#### Exercise requirements:
The listing below must be returned in full and unchanged, without the images it carries.

#### Given records:

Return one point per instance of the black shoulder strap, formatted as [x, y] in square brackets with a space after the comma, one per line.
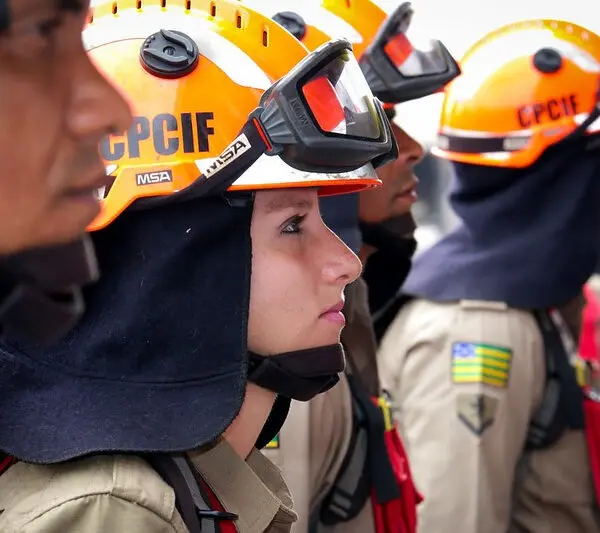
[365, 468]
[190, 498]
[4, 15]
[562, 405]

#### Result below:
Return one point per instance of the black shoulder strap, formatted as [x, y] in square brackets with a space after the comma, one per line.
[365, 468]
[190, 498]
[4, 15]
[562, 405]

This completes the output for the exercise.